## Stated task
Reproduce exactly the line in which "Objective — one dot on each instance of the beige" occurs and all the lines after it, ending with the last line.

** begin **

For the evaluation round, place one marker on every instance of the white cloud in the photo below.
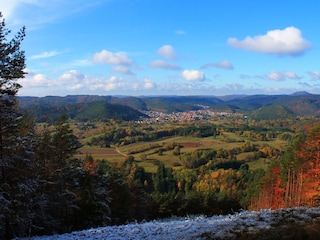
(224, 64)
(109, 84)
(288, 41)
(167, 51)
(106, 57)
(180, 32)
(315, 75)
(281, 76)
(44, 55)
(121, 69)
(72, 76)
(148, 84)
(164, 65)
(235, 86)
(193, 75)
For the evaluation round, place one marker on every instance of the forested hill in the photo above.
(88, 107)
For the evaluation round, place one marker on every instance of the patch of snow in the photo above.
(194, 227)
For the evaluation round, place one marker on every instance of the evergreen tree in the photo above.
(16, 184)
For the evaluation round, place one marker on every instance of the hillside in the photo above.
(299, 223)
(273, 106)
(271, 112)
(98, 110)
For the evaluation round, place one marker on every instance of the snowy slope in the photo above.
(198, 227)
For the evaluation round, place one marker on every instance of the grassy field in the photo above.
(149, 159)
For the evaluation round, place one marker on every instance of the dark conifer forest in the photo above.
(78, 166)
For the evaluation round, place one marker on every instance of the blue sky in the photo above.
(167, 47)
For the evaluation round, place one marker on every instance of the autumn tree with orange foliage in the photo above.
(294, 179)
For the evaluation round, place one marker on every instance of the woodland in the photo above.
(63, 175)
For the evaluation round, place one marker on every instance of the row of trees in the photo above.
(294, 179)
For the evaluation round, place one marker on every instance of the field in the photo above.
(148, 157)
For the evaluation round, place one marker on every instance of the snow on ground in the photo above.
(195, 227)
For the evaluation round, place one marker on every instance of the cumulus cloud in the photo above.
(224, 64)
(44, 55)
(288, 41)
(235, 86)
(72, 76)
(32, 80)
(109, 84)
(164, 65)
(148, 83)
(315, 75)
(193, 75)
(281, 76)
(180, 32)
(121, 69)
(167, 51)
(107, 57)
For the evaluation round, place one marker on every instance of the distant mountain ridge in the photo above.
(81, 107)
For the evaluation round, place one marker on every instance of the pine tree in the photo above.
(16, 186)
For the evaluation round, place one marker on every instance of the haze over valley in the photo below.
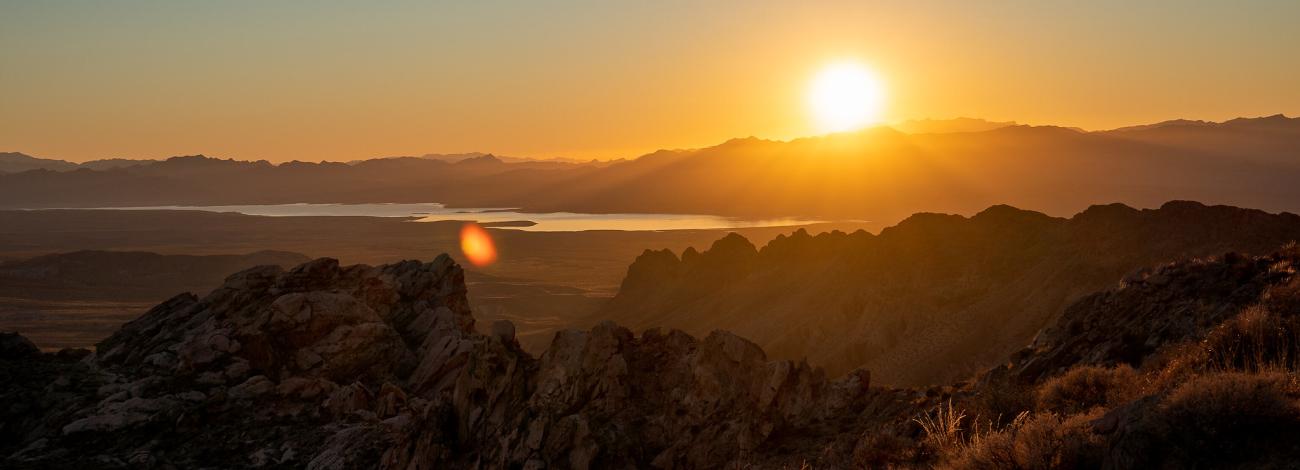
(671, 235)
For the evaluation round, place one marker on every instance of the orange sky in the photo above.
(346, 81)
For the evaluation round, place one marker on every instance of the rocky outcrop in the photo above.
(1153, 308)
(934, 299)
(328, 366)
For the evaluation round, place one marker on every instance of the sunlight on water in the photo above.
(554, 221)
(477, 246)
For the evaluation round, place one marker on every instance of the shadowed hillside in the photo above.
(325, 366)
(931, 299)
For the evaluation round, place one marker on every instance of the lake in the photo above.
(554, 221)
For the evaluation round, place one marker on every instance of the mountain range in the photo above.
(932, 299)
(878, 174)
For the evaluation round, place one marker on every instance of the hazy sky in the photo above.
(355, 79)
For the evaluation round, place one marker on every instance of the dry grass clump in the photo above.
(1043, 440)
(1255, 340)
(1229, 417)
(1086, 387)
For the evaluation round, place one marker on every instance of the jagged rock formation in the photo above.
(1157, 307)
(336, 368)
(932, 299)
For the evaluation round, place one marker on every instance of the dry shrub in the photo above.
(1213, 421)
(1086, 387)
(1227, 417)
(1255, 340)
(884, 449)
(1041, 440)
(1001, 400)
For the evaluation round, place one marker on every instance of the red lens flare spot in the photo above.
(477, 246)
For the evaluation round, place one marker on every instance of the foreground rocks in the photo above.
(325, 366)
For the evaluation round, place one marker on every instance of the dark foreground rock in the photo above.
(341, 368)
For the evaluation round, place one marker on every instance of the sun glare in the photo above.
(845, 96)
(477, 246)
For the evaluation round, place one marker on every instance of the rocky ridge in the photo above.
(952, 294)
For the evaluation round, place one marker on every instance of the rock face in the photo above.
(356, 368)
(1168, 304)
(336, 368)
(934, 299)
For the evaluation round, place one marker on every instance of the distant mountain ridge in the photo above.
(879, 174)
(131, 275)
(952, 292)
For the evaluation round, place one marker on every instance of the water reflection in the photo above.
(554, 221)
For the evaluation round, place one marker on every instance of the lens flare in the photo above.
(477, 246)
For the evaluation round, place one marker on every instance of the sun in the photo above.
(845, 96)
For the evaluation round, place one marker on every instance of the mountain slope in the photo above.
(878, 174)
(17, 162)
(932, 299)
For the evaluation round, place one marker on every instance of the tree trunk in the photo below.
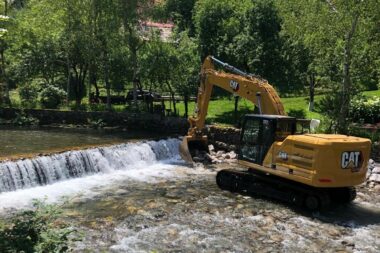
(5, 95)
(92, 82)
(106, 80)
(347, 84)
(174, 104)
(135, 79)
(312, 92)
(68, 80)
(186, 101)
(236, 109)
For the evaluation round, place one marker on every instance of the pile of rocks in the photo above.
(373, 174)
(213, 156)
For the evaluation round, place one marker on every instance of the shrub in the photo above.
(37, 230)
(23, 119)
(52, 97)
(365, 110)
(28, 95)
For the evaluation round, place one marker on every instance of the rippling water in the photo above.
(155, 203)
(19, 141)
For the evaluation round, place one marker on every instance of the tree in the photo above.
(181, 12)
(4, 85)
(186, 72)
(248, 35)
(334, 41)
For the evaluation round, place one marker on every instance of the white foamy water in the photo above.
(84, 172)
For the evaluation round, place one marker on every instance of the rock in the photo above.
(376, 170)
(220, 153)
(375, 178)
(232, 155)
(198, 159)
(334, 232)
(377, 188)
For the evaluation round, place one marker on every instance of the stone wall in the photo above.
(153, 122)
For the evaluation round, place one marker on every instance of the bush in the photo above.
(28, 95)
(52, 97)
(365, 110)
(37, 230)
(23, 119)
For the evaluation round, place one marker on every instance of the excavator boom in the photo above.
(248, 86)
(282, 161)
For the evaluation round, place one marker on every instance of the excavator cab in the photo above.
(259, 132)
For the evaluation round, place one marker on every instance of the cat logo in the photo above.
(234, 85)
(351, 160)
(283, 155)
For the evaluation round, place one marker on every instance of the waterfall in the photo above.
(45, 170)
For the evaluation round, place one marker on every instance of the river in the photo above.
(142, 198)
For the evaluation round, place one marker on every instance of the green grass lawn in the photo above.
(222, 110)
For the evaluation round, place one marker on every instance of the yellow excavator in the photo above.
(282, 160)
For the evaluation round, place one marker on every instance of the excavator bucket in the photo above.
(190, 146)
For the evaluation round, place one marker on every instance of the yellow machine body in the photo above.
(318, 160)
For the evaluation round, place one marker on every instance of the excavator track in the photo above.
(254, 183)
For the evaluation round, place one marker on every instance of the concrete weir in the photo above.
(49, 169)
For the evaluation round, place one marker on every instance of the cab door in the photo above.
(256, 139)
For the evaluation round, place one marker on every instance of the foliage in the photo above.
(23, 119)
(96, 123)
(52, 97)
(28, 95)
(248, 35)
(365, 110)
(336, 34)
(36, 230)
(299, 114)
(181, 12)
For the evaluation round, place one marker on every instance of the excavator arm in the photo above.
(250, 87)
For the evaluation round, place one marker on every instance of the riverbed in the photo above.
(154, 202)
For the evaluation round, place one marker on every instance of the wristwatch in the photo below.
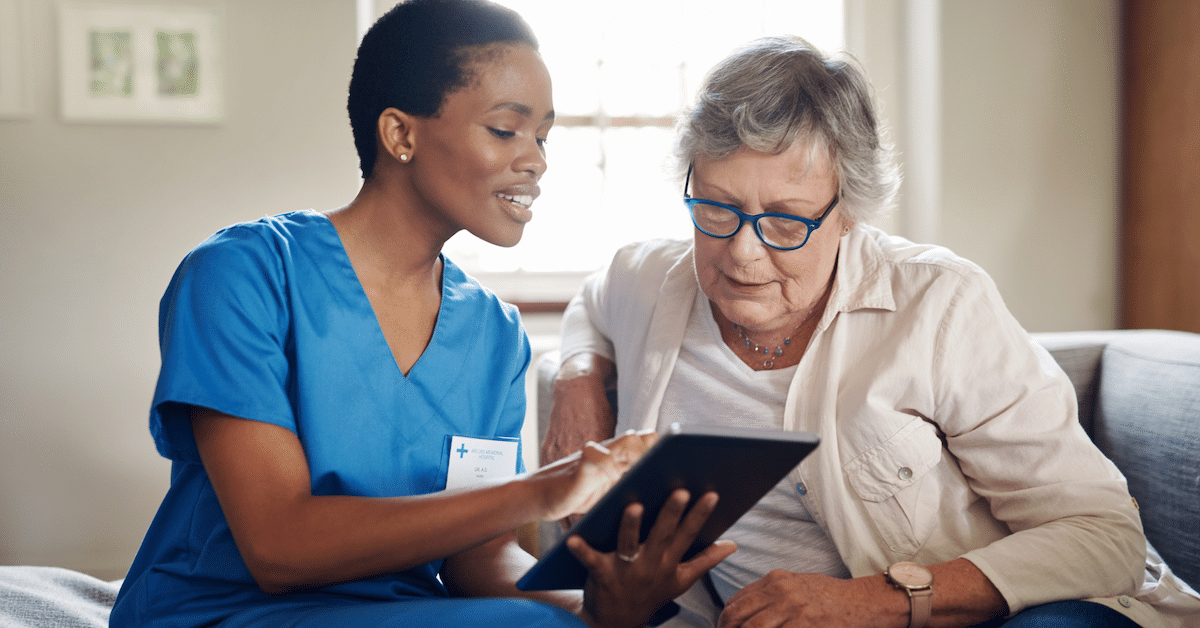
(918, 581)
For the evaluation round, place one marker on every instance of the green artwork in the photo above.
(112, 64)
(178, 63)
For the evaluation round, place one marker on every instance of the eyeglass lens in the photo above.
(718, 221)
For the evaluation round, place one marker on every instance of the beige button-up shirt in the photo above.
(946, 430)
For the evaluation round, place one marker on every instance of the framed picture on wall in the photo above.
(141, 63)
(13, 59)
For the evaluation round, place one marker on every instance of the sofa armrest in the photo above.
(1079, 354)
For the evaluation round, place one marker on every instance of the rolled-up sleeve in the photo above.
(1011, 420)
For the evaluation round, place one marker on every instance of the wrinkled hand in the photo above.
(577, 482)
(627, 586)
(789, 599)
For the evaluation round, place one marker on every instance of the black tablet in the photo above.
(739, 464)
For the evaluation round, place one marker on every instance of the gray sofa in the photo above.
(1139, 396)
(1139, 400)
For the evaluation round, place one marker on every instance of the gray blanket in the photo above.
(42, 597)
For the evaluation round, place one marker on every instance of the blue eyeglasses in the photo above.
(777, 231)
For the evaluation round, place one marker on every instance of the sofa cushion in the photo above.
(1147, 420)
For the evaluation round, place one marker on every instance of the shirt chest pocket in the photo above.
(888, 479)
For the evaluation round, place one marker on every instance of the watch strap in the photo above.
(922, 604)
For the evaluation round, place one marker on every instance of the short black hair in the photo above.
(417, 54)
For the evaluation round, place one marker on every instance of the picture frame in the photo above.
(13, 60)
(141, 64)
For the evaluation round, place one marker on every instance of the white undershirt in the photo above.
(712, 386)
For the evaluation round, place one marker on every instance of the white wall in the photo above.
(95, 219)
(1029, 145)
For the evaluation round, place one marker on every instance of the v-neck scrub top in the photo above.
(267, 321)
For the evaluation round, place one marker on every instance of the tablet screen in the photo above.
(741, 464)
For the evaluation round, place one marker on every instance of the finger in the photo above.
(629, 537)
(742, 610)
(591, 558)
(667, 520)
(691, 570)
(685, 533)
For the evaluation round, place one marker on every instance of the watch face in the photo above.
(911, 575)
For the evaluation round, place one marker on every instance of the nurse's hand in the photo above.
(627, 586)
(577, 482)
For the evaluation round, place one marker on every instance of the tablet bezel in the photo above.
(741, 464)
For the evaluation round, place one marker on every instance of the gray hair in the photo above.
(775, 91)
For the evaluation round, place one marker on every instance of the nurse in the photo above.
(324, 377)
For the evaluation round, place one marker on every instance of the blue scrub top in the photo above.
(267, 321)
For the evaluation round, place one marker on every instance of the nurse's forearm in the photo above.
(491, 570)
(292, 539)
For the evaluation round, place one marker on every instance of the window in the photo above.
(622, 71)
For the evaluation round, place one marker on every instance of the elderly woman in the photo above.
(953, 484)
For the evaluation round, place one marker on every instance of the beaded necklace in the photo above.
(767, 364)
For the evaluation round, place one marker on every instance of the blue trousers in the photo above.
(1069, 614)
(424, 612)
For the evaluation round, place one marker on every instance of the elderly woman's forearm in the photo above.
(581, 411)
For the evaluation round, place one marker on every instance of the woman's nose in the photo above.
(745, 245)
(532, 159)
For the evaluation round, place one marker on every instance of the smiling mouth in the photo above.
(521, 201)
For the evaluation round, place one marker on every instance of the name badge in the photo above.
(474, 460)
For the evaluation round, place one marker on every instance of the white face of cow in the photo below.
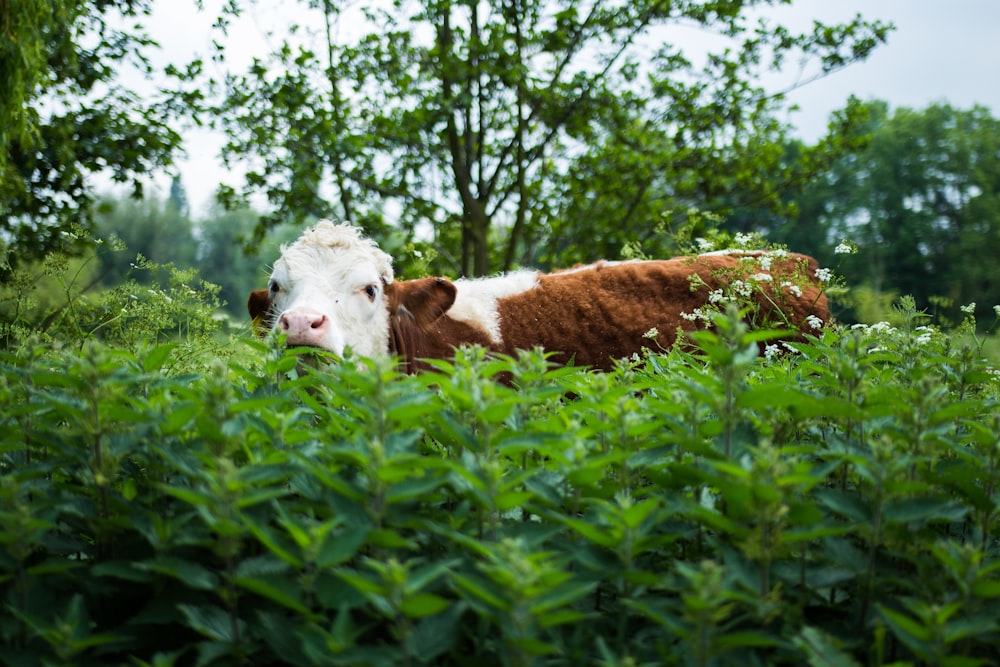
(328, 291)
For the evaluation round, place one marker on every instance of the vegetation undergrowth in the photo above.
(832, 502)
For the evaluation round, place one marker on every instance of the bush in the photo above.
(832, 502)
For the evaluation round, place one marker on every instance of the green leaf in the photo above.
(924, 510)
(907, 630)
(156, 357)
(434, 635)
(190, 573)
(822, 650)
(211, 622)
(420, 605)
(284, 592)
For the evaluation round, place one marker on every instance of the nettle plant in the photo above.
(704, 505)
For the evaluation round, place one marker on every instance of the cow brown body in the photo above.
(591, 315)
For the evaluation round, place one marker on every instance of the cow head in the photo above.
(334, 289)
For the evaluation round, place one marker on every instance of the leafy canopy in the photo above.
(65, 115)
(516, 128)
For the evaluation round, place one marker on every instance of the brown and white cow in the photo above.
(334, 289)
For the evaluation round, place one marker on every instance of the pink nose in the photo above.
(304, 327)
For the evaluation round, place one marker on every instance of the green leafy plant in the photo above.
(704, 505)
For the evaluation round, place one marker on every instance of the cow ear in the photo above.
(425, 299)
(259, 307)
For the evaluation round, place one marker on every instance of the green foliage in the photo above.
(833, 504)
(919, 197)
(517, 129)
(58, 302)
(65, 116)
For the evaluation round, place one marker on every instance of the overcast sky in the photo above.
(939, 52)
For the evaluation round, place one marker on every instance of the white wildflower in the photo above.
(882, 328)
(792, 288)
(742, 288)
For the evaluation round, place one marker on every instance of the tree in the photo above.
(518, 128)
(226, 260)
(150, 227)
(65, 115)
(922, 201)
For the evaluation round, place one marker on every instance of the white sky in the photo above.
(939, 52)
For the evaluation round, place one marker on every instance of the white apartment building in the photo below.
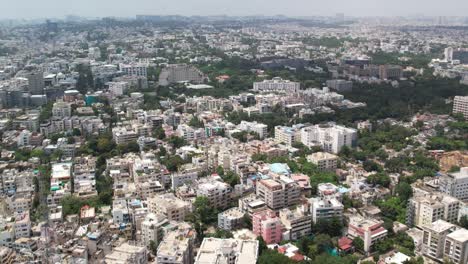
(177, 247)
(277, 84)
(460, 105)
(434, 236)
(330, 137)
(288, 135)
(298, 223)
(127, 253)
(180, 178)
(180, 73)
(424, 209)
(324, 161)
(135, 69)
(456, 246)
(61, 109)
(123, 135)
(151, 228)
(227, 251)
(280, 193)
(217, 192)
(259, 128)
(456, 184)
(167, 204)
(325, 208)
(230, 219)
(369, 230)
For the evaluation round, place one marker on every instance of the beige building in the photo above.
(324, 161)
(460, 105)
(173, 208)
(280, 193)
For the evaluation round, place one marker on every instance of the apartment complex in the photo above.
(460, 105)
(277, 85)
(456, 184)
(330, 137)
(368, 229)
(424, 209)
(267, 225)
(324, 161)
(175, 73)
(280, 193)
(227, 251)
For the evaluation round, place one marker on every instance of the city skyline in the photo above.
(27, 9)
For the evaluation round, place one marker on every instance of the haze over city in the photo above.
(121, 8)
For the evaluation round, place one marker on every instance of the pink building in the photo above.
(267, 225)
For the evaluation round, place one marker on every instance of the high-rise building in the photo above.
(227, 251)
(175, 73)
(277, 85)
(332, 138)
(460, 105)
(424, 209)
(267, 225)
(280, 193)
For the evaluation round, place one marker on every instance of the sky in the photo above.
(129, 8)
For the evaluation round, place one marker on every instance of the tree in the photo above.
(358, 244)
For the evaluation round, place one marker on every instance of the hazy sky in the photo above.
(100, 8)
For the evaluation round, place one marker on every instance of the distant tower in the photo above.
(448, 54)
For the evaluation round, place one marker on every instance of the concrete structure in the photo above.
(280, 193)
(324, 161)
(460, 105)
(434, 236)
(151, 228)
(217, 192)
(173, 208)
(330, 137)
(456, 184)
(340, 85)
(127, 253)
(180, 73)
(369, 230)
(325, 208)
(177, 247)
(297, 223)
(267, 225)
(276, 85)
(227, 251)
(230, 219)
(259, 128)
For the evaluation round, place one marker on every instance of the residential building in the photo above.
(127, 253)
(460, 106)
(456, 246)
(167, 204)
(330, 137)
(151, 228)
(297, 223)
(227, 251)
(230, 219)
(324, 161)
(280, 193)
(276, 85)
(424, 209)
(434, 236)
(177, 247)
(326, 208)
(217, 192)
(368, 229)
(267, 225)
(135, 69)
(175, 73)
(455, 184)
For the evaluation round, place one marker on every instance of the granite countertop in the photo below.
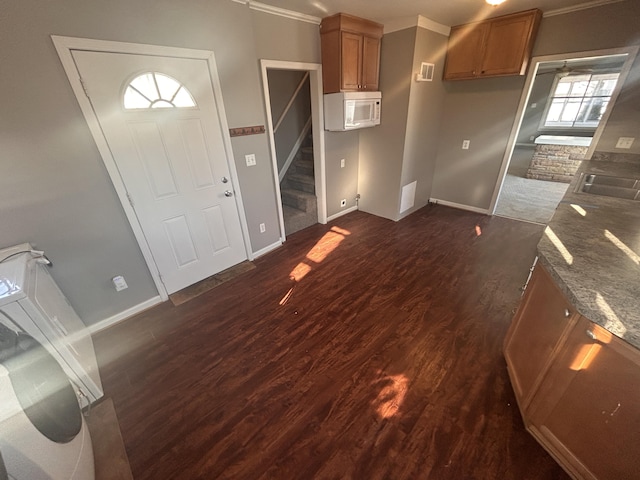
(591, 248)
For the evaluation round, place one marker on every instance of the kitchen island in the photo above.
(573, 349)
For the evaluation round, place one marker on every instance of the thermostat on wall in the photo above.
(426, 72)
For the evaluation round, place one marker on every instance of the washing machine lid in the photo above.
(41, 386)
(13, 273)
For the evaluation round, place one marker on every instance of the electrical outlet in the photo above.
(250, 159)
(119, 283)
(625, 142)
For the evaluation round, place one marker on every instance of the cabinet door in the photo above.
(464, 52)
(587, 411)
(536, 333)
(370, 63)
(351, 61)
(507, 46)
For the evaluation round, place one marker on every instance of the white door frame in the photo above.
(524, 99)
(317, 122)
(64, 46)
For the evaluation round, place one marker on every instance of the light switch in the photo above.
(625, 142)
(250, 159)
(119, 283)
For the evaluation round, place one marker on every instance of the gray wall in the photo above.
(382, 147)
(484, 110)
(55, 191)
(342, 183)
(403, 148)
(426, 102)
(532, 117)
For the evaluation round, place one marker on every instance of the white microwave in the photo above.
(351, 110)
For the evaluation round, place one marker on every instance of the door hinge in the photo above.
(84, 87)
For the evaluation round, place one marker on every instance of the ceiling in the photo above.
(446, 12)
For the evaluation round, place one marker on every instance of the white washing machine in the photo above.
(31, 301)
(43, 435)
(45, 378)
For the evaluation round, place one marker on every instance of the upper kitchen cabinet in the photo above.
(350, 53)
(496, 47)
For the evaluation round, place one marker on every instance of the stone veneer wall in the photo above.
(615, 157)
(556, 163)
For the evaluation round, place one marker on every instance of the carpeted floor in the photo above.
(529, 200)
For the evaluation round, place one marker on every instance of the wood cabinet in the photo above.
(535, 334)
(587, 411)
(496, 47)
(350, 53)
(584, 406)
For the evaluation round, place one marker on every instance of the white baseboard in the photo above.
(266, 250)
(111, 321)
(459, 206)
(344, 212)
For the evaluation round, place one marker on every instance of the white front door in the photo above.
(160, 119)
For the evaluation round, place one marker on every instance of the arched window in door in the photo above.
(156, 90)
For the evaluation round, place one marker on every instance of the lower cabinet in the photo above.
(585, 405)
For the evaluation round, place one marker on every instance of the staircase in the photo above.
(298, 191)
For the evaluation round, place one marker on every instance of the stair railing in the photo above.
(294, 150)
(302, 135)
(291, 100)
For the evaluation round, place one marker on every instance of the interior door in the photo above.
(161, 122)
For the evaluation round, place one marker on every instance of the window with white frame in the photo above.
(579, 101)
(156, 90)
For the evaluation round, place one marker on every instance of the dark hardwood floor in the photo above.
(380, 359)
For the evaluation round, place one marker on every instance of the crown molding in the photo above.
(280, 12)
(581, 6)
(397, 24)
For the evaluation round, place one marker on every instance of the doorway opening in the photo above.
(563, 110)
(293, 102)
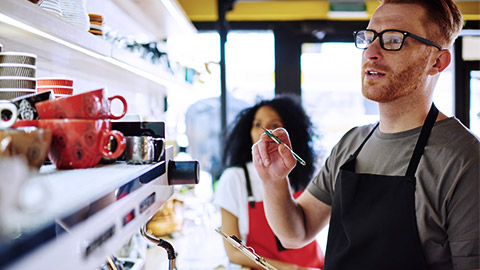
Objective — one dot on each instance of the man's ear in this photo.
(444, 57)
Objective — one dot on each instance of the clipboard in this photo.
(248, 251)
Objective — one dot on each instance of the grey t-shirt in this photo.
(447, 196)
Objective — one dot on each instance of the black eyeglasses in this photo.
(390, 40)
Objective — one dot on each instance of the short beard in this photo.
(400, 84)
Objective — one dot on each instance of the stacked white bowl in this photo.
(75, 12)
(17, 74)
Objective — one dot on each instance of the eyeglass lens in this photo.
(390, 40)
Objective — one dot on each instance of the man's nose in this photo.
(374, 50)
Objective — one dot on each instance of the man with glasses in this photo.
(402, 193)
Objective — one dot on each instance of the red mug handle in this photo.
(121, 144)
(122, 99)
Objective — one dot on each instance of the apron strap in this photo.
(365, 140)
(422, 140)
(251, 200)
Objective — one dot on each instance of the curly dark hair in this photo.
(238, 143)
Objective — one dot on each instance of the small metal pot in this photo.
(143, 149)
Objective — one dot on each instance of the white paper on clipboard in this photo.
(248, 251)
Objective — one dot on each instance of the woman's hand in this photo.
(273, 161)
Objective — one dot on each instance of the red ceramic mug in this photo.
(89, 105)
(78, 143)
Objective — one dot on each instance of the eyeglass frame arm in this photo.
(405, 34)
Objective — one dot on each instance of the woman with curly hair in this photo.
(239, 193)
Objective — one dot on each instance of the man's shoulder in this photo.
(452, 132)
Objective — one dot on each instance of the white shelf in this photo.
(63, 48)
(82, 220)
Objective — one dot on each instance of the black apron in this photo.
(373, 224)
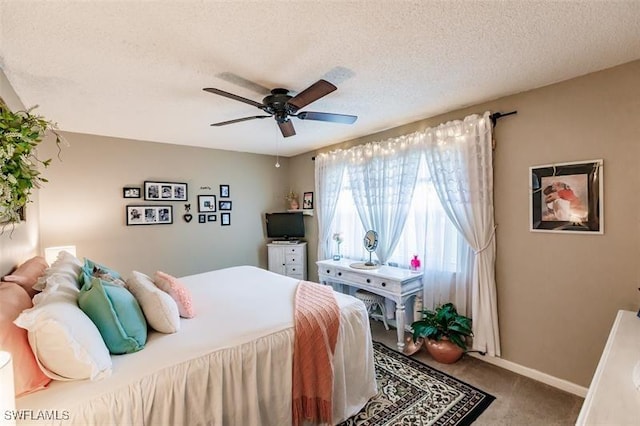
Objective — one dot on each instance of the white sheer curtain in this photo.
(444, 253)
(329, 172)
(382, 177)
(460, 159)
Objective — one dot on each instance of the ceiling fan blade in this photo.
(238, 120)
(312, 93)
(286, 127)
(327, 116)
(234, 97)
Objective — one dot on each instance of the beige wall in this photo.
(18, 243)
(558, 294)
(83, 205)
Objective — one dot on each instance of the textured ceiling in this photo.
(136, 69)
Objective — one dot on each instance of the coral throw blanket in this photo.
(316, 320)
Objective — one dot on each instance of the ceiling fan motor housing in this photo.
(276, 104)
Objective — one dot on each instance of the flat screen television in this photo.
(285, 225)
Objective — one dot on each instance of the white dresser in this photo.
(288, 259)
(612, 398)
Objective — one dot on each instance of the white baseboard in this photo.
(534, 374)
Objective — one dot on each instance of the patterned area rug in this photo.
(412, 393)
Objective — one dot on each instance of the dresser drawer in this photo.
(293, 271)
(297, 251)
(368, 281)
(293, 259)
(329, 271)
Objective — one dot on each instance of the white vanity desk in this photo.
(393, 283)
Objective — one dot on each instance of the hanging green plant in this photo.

** end **

## Written answer
Objective — one dot on each instance of the beige wall in this photo.
(18, 243)
(558, 294)
(83, 205)
Objective — one dot on each instance of the textured ceiling in this photo.
(136, 69)
Objective — one dot on each instance of the coral throw blanket in this photo.
(316, 320)
Objective — one dot on each instance of the ceiling fan motor housing in this photo.
(276, 104)
Objective — one dot on each instance of the flat screen television in this photo.
(285, 225)
Objective — one dot on each instance of the white dresser in this photo.
(288, 259)
(612, 398)
Objective — one dot on each instance of the white baseboard in this photo.
(534, 374)
Objective — one dot on each instance of the patterned area rug in this photo.
(412, 393)
Objective — one dot on each instance of the dresser drawer in this photo.
(293, 271)
(297, 251)
(368, 281)
(293, 259)
(329, 271)
Objective — one dot on each instance of the white vanity desk in this photo.
(393, 283)
Objective — one dot on each instance of the hanging green plant in this photo.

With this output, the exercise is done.